WHAT TO DO
Copy the lines below word for word, starting at the line that contains "Target: duck's bill" and ending at the final line of the items.

======== DATA TO PROCESS ========

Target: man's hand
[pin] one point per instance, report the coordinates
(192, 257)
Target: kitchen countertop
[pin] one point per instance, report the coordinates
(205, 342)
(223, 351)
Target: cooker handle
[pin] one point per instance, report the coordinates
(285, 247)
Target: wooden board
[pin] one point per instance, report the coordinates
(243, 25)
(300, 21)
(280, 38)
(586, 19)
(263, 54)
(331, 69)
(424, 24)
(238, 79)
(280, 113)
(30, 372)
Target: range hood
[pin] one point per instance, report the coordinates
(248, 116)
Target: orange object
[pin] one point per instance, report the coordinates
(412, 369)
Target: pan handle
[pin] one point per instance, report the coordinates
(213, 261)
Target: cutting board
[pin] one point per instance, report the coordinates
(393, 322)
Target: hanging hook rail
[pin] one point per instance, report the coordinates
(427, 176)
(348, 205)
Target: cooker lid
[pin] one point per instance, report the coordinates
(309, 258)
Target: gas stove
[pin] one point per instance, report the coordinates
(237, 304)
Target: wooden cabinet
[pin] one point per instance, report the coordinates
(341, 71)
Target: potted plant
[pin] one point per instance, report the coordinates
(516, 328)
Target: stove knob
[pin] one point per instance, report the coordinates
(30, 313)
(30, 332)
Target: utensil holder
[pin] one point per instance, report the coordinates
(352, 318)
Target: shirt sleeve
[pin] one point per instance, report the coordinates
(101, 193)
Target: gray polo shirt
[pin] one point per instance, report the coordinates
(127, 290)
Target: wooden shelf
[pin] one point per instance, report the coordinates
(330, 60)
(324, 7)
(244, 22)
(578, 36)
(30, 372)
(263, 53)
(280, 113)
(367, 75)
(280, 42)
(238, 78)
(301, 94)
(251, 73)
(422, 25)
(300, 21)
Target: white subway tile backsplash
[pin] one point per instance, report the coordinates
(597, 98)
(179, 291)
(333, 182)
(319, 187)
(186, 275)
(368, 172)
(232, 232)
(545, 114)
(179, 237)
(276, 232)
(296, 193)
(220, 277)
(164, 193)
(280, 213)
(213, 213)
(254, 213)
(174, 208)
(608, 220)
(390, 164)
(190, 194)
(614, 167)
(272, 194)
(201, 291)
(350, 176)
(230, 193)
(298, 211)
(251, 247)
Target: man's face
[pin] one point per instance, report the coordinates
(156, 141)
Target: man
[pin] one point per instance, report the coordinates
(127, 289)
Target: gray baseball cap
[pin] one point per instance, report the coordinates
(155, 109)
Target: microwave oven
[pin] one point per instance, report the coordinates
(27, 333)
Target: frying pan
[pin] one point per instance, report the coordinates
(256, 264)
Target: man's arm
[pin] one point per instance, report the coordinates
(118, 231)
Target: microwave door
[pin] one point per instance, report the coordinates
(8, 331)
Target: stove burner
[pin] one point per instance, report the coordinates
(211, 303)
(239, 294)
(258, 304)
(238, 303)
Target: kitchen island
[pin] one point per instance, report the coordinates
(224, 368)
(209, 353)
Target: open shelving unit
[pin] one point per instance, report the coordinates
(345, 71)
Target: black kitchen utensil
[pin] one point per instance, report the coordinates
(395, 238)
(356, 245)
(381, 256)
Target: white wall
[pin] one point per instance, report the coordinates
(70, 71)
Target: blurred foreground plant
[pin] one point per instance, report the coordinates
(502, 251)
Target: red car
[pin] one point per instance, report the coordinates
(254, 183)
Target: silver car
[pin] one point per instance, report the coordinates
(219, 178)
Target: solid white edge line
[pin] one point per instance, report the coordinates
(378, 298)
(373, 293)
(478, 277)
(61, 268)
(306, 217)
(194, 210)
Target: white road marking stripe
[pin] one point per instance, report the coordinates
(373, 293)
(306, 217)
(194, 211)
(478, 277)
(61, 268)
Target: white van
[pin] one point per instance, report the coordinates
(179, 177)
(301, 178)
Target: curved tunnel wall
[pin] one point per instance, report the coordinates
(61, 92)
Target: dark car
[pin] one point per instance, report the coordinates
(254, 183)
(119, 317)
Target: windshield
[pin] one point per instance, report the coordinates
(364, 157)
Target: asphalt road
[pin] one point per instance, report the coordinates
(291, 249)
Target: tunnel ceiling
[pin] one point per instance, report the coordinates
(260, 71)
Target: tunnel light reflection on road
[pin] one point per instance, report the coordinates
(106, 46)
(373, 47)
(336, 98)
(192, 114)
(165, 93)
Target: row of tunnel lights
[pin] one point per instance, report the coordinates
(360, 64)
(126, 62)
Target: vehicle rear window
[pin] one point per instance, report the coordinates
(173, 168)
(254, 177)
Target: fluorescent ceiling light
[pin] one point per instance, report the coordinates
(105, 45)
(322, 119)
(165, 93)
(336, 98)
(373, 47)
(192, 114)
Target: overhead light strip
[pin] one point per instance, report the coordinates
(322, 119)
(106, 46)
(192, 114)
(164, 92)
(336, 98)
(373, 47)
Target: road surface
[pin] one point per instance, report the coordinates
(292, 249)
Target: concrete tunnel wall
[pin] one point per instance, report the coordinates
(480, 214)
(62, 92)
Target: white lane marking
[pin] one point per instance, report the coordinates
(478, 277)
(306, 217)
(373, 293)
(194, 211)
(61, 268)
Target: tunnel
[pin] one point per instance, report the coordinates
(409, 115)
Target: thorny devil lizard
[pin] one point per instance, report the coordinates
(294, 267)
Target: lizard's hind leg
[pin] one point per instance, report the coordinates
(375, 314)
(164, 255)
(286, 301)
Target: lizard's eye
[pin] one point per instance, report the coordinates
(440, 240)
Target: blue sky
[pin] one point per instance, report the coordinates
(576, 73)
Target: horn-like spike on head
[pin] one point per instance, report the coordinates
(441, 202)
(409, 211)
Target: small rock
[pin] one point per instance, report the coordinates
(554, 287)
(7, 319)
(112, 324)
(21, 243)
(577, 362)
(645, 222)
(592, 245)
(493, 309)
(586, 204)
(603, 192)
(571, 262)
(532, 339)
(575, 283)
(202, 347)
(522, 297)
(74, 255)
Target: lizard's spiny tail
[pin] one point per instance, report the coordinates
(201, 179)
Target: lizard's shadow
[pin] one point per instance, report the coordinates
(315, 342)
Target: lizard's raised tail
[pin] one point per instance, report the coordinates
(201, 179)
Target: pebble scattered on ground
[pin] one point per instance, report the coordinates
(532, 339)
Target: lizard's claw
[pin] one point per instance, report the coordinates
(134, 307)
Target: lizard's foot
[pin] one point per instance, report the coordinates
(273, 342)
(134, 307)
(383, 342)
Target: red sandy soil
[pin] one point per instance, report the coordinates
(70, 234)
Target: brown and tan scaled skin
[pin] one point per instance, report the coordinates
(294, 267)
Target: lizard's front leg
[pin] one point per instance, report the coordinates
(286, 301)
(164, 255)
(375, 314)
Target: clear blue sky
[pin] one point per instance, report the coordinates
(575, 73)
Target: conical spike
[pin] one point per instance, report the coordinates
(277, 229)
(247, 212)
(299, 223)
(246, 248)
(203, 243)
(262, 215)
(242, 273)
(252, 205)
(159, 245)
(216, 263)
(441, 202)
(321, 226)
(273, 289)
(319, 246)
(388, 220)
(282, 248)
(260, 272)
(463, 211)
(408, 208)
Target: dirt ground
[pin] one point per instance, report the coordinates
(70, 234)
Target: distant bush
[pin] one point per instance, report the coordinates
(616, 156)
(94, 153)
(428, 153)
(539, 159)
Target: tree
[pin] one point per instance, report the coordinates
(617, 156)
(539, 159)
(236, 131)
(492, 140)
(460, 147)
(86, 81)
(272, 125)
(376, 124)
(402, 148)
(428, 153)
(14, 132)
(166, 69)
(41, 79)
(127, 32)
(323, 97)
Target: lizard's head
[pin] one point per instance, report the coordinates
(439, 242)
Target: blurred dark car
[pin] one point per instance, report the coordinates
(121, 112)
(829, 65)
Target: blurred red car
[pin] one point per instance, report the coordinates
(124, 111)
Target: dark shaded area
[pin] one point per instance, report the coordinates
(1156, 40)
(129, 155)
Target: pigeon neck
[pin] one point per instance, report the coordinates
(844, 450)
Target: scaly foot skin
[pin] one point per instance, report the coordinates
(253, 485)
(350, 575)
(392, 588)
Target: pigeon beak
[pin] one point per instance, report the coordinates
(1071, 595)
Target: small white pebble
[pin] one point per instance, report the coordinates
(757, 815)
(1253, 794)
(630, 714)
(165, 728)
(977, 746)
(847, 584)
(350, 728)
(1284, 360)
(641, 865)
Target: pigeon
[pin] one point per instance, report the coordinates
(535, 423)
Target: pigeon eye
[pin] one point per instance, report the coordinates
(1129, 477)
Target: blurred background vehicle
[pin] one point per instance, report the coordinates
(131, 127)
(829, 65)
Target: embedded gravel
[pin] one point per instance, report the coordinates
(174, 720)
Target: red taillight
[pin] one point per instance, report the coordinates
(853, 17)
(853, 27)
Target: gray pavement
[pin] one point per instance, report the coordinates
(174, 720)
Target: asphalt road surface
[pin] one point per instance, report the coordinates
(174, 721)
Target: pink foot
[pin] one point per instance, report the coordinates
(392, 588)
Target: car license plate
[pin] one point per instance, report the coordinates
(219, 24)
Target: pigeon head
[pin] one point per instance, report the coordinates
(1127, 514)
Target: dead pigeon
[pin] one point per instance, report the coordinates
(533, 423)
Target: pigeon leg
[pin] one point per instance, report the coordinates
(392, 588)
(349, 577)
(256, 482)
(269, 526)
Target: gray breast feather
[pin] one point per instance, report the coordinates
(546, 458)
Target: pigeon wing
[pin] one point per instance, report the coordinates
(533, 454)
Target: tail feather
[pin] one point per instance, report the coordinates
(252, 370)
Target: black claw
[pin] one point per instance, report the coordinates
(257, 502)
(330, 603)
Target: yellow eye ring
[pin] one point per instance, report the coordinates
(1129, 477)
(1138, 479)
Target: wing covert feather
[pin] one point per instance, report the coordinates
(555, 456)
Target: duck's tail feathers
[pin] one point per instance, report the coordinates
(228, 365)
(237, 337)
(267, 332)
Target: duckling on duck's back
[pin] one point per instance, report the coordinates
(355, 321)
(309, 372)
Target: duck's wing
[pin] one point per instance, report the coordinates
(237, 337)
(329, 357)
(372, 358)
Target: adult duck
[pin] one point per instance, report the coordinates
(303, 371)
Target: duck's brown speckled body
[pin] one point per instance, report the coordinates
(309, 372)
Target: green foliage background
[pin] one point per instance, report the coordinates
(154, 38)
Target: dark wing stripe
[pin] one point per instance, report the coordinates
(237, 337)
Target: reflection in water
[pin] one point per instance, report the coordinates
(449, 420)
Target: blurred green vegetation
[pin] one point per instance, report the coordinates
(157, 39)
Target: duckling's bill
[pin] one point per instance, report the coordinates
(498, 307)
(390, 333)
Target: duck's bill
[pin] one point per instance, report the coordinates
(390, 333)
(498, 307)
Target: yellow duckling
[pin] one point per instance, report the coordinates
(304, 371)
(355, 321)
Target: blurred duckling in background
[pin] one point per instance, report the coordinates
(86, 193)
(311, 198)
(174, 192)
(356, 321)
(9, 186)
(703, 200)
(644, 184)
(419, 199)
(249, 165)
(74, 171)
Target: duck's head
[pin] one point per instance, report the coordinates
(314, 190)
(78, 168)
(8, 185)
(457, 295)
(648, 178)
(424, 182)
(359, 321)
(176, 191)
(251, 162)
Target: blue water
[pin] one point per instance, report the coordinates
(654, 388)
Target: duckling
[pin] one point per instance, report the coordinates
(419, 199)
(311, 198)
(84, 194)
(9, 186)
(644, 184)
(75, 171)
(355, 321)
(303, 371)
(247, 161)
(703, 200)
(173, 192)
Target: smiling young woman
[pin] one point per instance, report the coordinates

========

TASK RESPONSE
Target: duck's bill
[pin] one point per instance, report the coordinates
(390, 333)
(498, 307)
Target: yellow duckling
[pin] one point per instance, report the coordinates
(304, 371)
(355, 321)
Target: blurred duckling in background
[pin] one point per instance, report the coordinates
(86, 193)
(311, 198)
(174, 192)
(356, 321)
(9, 186)
(703, 200)
(644, 184)
(419, 199)
(249, 165)
(74, 171)
Target: duck's head
[pin] one point per instance, report the coordinates
(314, 190)
(78, 168)
(8, 185)
(457, 295)
(648, 178)
(424, 182)
(359, 321)
(176, 191)
(251, 162)
Target: blue water
[pin] one point per instance, report the coordinates
(654, 388)
Target: duckling
[pin] one point per instance, report the coordinates
(419, 199)
(311, 198)
(84, 194)
(9, 186)
(644, 184)
(75, 171)
(355, 321)
(303, 371)
(247, 161)
(703, 200)
(173, 192)
Target: smiling young woman
[pin] one point per instance, report the coordinates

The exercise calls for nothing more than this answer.